WHAT TO PRODUCE: Pull out each line in the entries below that contains the string "query". List those lines in the order they appear.

[Annotated coordinate records]
================================

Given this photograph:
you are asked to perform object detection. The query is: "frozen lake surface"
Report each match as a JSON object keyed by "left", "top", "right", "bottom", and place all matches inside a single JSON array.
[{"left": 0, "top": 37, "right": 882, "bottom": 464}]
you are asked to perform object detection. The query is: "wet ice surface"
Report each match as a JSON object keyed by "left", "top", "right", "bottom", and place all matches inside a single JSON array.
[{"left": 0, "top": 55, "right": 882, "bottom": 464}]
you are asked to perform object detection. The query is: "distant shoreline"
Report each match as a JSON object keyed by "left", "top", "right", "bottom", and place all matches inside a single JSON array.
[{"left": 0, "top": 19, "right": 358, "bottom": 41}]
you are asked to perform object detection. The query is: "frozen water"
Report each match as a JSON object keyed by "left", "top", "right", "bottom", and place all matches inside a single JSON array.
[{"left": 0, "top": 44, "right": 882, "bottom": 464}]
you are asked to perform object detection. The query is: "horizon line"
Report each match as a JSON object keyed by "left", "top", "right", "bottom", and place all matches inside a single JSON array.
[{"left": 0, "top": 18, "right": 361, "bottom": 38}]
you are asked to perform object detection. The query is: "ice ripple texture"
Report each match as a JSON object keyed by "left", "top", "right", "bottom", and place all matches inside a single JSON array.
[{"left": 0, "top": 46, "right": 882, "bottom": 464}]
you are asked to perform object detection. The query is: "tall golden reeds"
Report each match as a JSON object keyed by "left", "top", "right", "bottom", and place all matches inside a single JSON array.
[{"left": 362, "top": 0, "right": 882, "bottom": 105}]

================================

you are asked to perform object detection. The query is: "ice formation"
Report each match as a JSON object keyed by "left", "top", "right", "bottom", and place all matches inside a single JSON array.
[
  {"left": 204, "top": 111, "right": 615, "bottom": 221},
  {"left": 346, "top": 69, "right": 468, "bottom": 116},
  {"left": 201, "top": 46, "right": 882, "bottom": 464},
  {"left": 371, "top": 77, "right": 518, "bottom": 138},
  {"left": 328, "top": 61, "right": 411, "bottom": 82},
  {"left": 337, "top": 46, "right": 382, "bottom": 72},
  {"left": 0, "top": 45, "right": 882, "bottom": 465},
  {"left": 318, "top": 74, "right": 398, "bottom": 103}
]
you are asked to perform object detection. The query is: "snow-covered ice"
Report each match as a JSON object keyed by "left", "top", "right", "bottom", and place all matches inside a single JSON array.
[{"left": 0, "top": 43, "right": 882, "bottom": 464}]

================================

WRITTEN SOLUTION:
you are asked to perform object detection. The query is: "frozen lake surface"
you are asked to perform object detection. The query is: "wet ice surface"
you are asked to perform object detection. The query is: "distant shoreline"
you are asked to perform object detection. The query is: "frozen water"
you are asked to perform object detection. The query is: "horizon line"
you are asked to perform object detection. The query is: "ice ripple texture"
you are asked to perform object detection. The query is: "tall golden reeds"
you are asked to perform object detection. The query is: "ice formation"
you are asked to perform object detection. The query is: "snow-covered ice"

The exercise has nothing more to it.